━━━━━ Available data ━━━━━

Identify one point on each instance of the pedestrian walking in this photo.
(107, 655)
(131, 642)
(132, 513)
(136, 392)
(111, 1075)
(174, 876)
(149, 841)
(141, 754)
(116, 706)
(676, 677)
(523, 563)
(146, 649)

━━━━━

What you should do ▸ What the exercise needs is every record again, word for word.

Answer to this task ▸
Identify one point on each instance of the pedestrian walking in this photo.
(107, 655)
(131, 642)
(132, 513)
(136, 392)
(111, 1075)
(174, 876)
(149, 841)
(141, 754)
(116, 706)
(676, 677)
(523, 563)
(146, 649)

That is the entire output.